Write out the data again in full, exactly as it reads.

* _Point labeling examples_
= = =
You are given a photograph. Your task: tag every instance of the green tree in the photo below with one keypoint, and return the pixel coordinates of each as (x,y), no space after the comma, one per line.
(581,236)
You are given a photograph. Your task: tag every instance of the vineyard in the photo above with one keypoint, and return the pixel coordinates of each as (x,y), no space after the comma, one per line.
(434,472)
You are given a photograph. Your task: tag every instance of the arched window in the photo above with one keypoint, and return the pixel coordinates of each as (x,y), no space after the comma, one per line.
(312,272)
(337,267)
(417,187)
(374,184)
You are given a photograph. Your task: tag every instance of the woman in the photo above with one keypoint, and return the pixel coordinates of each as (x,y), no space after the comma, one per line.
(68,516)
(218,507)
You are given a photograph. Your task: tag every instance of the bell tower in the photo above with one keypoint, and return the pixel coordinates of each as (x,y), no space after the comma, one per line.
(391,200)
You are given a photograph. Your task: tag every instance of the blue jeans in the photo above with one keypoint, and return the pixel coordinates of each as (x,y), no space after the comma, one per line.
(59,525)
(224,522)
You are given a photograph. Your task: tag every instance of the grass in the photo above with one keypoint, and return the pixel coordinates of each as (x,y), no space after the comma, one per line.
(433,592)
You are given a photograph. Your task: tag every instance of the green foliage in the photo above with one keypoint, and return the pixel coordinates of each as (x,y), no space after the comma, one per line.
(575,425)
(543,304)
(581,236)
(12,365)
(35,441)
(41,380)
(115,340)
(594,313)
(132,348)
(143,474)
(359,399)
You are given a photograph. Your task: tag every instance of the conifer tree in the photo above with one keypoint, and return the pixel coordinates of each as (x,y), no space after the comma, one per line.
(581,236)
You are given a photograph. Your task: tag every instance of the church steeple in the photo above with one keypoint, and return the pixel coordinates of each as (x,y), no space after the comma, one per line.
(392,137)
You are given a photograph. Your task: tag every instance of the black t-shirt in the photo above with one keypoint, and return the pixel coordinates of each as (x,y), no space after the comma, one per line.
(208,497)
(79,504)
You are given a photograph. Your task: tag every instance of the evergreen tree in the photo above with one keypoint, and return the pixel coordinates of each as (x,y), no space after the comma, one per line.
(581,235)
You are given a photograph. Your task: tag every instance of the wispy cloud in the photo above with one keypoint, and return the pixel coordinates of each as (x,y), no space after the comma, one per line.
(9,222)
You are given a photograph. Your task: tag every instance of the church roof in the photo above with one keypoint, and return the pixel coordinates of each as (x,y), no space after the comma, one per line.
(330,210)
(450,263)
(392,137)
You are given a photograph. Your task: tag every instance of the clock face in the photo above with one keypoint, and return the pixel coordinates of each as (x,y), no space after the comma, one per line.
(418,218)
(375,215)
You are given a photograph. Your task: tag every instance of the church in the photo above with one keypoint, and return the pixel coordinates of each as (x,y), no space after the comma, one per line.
= = =
* _ANSWER FOR THIS EXERCISE_
You are given a photograph. Your task: tag every instance of the green tree in the photo below with one keypoint, and return the pixel coordinates of each as (x,y), no space after the comma, one per line.
(581,236)
You are given a photograph. Your task: tag every instance of the vineyard in the photo above with one keypoint, and return the pixel coordinates of each as (x,y), no space after the comma, one per line.
(434,472)
You are given a photograph. Your task: tag every instance of the arched window in the photo above with one keypoint, and return the pixel coordinates of each as (x,y), no space after the comma, one per line.
(312,272)
(337,267)
(417,187)
(374,184)
You are given a photograph. Your task: tag every instance of the woman in the photo above with one keypoint, and return the pixel coordinates of each as (x,y), no space after the comma, one per line.
(68,516)
(218,507)
You are given a photograph. Your task: tag every instance of the bell tower in the photo above with one keypoint, and return the pixel coordinates of each as (x,y), no space after the comma, one per line.
(391,200)
You are given a photograph. Your task: tag every instance of the blue jeans in the photo above with one keypoint, and return the pixel coordinates of each as (x,y), no space after the comma, one per line.
(59,525)
(224,522)
You are given a photograph. Your task: tag every instance of the grass in the photo above with one keypoint, and return the pixel coordinates of each as (x,y), no space after the comma, one per line.
(433,592)
You are given a photograph. Your task: tag every instance of the green foliage in the photo above with one keypoint, and return the pixel coordinates of each as (x,y), no space after the comma, one per line.
(575,425)
(543,304)
(581,236)
(12,365)
(35,441)
(41,380)
(115,340)
(594,313)
(132,348)
(143,474)
(359,399)
You are given a photograph. Your task: tag every instance of the conifer tree in the photo above with one keypoint, and return the pixel coordinates of each as (x,y), no space after the comma, one per line.
(581,236)
You are given a photograph. Your task: tag every instance of the church steeple in the photo above with one keypoint, and return the pixel coordinates of each as (x,y), no space after the comma, one per line.
(392,137)
You are given a photograph. Your task: tag every instance of the black t-shirt in the photo above with one keypoint, and return the pixel coordinates of each as (x,y), no space after the comma, one per line.
(208,497)
(79,504)
You are given a photograph. Your task: tag every instance of the evergreen tree in the photo above with one keypoint, and return the pixel coordinates of each as (x,y), no space after the comma, one per line.
(581,235)
You are given a photograph. Your task: tag every instance of the wispy cloud in the photo above with one keypoint, and return the pixel coordinates of each as (x,y), no space after the comma, one per line.
(9,222)
You are given a photograph. Your task: tag every instance of the church roof in the photo above with one keypoint, and return the pixel coordinates of each as (x,y), no space after the comma, one per line.
(330,210)
(450,263)
(392,137)
You are given a photograph. Your task: tag every instance of the clock face in the photo above with one keypoint, and return the pixel coordinates of each as (x,y), no space after the comma, one per line.
(418,218)
(375,215)
You are given a photograph. Your task: tag every instance of the church in the photo above with one keypoint, and return the pixel coordinates of each as (x,y), no space after the comma, one per line.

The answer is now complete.